Your assignment
An exact copy of all the entries is what is needed here.

((

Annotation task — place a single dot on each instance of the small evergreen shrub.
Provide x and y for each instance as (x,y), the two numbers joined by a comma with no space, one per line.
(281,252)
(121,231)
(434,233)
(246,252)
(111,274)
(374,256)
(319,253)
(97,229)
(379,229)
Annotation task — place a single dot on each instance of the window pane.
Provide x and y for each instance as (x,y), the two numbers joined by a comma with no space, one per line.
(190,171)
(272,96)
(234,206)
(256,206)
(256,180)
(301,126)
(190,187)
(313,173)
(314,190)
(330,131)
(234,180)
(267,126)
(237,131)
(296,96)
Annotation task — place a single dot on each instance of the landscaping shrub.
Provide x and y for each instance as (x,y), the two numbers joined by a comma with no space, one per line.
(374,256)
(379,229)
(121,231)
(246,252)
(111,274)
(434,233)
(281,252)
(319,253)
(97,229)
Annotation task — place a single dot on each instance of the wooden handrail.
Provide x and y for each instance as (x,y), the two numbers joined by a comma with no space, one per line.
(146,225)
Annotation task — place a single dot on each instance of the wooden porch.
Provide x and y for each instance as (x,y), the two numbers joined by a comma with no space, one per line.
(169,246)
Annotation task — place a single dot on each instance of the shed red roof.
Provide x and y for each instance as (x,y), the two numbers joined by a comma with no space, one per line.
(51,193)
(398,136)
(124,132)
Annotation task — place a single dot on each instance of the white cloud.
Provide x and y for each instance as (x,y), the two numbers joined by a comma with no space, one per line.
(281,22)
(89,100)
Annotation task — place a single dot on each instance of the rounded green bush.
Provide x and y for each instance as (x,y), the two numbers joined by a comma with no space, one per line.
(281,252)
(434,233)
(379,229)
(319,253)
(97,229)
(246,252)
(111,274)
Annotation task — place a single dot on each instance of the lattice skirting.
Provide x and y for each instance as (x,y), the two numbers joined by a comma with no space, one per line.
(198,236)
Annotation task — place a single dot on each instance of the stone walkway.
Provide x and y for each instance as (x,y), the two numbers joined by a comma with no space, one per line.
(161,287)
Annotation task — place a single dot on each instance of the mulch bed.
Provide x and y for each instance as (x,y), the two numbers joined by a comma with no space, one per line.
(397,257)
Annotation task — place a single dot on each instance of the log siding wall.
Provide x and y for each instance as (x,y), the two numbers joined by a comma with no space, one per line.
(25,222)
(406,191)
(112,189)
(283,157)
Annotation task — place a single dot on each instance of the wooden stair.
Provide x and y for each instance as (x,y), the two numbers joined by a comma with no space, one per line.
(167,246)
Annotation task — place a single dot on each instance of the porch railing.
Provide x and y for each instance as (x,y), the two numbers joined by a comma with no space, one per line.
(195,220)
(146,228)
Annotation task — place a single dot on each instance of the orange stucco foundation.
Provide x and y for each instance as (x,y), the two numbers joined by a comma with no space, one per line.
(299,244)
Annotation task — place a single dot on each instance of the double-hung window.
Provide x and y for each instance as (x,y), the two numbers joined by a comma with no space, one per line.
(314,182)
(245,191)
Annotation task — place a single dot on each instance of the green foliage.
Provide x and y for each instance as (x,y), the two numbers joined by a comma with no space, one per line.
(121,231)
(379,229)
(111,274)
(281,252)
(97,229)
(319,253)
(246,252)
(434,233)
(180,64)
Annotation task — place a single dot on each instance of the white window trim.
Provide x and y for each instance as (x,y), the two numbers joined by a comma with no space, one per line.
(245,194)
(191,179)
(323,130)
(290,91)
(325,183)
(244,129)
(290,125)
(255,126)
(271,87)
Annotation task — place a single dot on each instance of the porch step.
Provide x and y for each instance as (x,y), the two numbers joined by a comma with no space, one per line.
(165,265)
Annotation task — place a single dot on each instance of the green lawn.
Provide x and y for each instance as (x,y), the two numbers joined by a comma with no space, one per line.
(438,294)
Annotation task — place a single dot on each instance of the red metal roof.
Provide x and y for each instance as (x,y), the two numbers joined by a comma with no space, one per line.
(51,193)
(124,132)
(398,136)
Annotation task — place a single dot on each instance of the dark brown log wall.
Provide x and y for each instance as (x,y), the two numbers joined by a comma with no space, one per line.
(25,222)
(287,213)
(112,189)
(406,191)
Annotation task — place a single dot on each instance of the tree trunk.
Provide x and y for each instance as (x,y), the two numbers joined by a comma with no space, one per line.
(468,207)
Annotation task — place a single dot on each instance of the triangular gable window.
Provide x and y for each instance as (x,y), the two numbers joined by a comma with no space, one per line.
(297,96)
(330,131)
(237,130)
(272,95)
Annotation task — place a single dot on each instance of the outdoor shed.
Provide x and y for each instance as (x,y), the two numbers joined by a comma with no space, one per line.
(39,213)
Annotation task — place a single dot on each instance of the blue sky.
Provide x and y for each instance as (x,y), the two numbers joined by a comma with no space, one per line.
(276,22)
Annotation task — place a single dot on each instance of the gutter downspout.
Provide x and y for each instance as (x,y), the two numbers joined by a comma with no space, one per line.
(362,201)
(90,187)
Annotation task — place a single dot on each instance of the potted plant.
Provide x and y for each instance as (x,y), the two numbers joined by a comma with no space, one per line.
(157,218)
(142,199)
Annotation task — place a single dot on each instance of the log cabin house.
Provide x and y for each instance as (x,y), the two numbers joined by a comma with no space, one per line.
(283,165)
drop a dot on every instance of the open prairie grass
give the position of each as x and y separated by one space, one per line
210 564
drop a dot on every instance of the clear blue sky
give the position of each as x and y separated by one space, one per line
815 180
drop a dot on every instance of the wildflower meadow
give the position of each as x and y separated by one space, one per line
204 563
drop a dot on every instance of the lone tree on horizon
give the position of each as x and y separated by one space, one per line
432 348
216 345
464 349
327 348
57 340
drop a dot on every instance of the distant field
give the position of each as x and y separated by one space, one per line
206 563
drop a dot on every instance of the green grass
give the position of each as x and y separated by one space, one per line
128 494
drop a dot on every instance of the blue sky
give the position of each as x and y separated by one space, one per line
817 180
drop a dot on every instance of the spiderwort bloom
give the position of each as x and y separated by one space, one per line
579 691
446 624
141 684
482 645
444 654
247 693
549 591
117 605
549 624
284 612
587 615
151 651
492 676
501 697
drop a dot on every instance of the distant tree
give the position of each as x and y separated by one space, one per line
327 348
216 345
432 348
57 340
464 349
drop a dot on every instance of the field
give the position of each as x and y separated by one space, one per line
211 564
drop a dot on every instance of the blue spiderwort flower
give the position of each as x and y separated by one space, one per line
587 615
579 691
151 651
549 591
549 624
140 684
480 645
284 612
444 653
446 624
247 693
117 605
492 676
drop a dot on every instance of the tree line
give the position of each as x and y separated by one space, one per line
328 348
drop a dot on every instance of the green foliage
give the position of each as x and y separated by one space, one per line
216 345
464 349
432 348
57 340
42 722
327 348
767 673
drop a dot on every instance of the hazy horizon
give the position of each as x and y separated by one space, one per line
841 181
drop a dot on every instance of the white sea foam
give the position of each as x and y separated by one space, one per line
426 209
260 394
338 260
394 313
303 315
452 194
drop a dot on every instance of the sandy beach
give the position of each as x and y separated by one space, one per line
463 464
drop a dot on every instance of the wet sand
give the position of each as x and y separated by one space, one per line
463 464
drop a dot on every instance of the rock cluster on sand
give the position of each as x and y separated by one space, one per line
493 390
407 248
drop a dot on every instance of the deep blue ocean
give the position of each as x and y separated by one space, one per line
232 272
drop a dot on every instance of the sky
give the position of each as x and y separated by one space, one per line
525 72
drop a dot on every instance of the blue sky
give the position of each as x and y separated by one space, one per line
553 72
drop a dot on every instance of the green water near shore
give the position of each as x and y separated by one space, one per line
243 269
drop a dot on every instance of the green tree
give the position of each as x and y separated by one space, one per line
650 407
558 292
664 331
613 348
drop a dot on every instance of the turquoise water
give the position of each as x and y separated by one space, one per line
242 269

))

Response area
Annotation task — place a single dot on each instance of the small evergreen shrub.
Provide x and y for each instance as (x,y), the two numbers joined by a comma with no space, one per line.
(281,252)
(121,231)
(434,233)
(246,252)
(111,274)
(374,256)
(319,253)
(97,229)
(379,229)
Annotation task — place a single dot on each instance of the window pane.
Provide x and y for each instance as (x,y), the two numbers joined by a comma with no space, one per line.
(190,171)
(272,96)
(234,206)
(256,206)
(256,180)
(301,126)
(190,187)
(313,173)
(314,190)
(330,131)
(234,180)
(267,126)
(237,131)
(296,96)
Annotation task — place a single dot on each instance of the landscaping shrub.
Provide x and y for each instance as (x,y), the two numbers joined by a comma with no space, one per line.
(374,256)
(379,229)
(121,231)
(246,252)
(111,274)
(434,233)
(281,252)
(319,253)
(97,229)
Annotation task — place a single dot on each instance of the wooden handrail.
Provide x and y for each instance as (x,y), the two numbers joined by a comma with no space, one per line.
(146,225)
Annotation task — place a single dot on each instance of the wooden porch.
Provide x and y for each instance as (x,y), the two numbers joined by a comma with no space, one per line.
(169,246)
Annotation task — place a single dot on each instance of the shed red roof.
Provide x and y for each instance as (x,y), the two numbers joined by a comma with no space, one per line.
(51,193)
(398,136)
(124,132)
Annotation task — place a single dot on each instance of the white cloud.
Provide x and y for each instance as (x,y), the two numbers joined by a comma with no space, one per line.
(281,22)
(89,100)
Annotation task — place a single dot on each instance of the rounded green bush.
Provide x and y for each instance as (x,y), the two numbers joined by a comma with no space, one per line.
(281,252)
(434,233)
(379,229)
(319,253)
(97,229)
(246,252)
(111,274)
Annotation task — place a single dot on each instance of the lattice skirting.
Provide x and y for each instance as (x,y), the two numbers joined by a comma with no space, one per line.
(198,236)
Annotation task — place a single dot on each instance of the stone walkway.
Provide x and y for each instance as (x,y), the two numbers joined by a comma with no space, one per line.
(161,287)
Annotation task — place a single dot on each instance of the mulch bed.
Provide x and y for each instance as (x,y), the two numbers joined by a comma with no space, one per line.
(397,257)
Annotation task — place a single dot on each instance of the log siding wall.
Provide x and y for each instance as (x,y), the two numbers joined by a comma with no space, one per line.
(25,222)
(406,191)
(112,189)
(283,157)
Annotation task — place a single dot on each instance of the wooden stair.
Provide x and y for each instance as (x,y), the two numbers joined by a comma with no space, one per line.
(167,246)
Annotation task — place a single dot on each instance of the porch railing.
Provide x and y for each instance as (x,y), the two numbers joined by a comma with no space, one per line.
(195,220)
(146,228)
Annotation task — place a single dot on each instance of the orange stucco foundation.
Provide x and y for each instance as (x,y), the two numbers joined by a comma with no space, one per line.
(299,244)
Annotation task — place a single dot on each instance of the double-hung window.
Provide x and y for each instance as (x,y), the two numbers joined by a comma with no space, one per line.
(314,182)
(245,191)
Annotation task — place a single dot on each instance of the green foliage.
Provide x and y for each instance as (x,y), the two numbers joined by a comma with no space, one per line.
(121,231)
(379,229)
(111,274)
(281,252)
(97,229)
(319,253)
(246,252)
(434,233)
(180,64)
Annotation task — place a single dot on each instance of the white window trim.
Provide x and y for each instance as (x,y), the two numbers joined by a comma with no space, one per line.
(245,194)
(191,179)
(323,130)
(290,91)
(325,183)
(244,129)
(290,125)
(255,126)
(271,87)
Annotation task — place a single dot on each instance of the porch step.
Provide x and y for each instance as (x,y), the two numbers joined by a comma with no space, one per line.
(165,265)
Annotation task — place a single dot on each instance of the green lawn.
Provide x and y for each instance as (x,y), the two numbers joined by a comma with no space, one per line.
(438,294)
Annotation task — place a single dot on each instance of the red metal roof.
Provide x and y for each instance as (x,y), the two numbers joined by a comma with no space, one per line.
(51,193)
(124,132)
(398,136)
Annotation task — place a single dot on each instance of the dark brown log wall.
Provide x and y for each instance as (x,y), the two numbers joined by a comma with no space, one per line.
(25,222)
(287,213)
(112,189)
(406,191)
Annotation task — place a single dot on each instance of the tree trunk.
Provide x and y for each instance as (x,y), the two numbers joined by a comma with no space, one per line.
(468,207)
Annotation task — place a single dot on each instance of the triangular gable window.
Provide x and y for each instance as (x,y), the two numbers joined by a comma with no space, one per line.
(297,96)
(330,131)
(237,130)
(272,95)
Annotation task — place a single dot on each instance of the outdoor shed.
Provide x and y for each instance as (x,y), the two numbers joined by a comma with no space, one per line.
(39,213)
Annotation task — place a single dot on each instance of the blue sky.
Provide x and y for each instance as (x,y), the two numbers joined by a comma with no space, one per line.
(276,22)
Annotation task — place a single dot on each instance of the gutter downspout.
Provide x and y for each instance as (x,y), the two numbers joined by a comma with no space, one per line.
(362,201)
(90,187)
Annotation task — place a single dot on each instance of the potted plant.
Provide x and y for each instance as (x,y), the two numbers joined by a comma with no space, one per line.
(157,218)
(142,199)
Annotation task — place a single dot on each instance of the log cabin house.
Provide x and y for each instance as (x,y), the two numbers joined by a comma with no space, one per line.
(283,165)
drop a dot on every instance of the open prairie grass
give the position of each as x and y separated by one space, one per line
210 564
drop a dot on every instance of the clear blue sky
give the position of each as x and y separated by one space, one per line
815 180
drop a dot on every instance of the wildflower meadow
give the position of each as x and y separated by one space, one per line
204 563
drop a dot on every instance of the lone tree on horizon
give the position of each as x and y separated by one space, one per line
432 348
216 345
464 349
327 348
57 340
drop a dot on every instance of the distant field
give the position of each as x and y separated by one space, one per line
206 563
drop a dot on every instance of the green grass
give the position of each as x and y separated by one space, one per line
128 494
drop a dot on every instance of the blue sky
give the position of each as x and y separated by one space, one per line
817 180
drop a dot on every instance of the spiderwort bloom
give the position of each as x and y separated by one space, one per line
579 691
446 624
141 684
482 645
444 654
247 693
549 591
117 605
549 624
284 612
587 615
151 651
492 676
501 697
drop a dot on every instance of the distant tree
give the position of each as x and y separated by one space, one per line
327 348
216 345
432 348
57 340
464 349
drop a dot on every instance of the field
give the position of each as x and y separated by one space, one per line
211 564
drop a dot on every instance of the blue spiderwort flower
give the position of each as x and y separated by one space, one per line
587 615
579 691
151 651
549 591
549 624
140 684
480 645
284 612
444 653
446 624
247 693
117 605
492 676
drop a dot on every instance of the tree line
give the position of each as x and y separated by one space, one per line
328 348
drop a dot on every instance of the green foliage
give the position of each as x and y separated by one space, one per line
216 345
464 349
432 348
57 340
42 722
327 348
767 673
drop a dot on every instance of the hazy horizon
give the position of each as x and y separated by one space, one per line
841 181
drop a dot on every instance of the white sea foam
give the position of each as x and y separated by one space, one per line
426 209
260 394
338 260
394 313
303 315
452 194
drop a dot on every instance of the sandy beach
give the position of each as x and y separated by one space, one per line
463 464
drop a dot on every instance of the wet sand
give the position of each as x and y separated by one space, one per line
463 464
drop a dot on every instance of the rock cluster on sand
give the position of each as x and y separated by one space, one per line
493 390
407 248
drop a dot on every instance of the deep blue ocean
give the position of each as x and y separated by one space, one per line
232 272
drop a dot on every instance of the sky
give the position of each as x and y separated by one space, one per line
525 72
drop a dot on every instance of the blue sky
give the position of each as x and y separated by one space, one per line
553 72
drop a dot on every instance of the green water near shore
give the position of each as x and y separated by one space, one per line
243 269
drop a dot on every instance of the green tree
give the position of each as x and y separated by one space, one per line
650 407
558 292
664 331
613 348
drop a dot on every instance of the turquoise water
give the position of each as x and y separated by one space, one per line
242 269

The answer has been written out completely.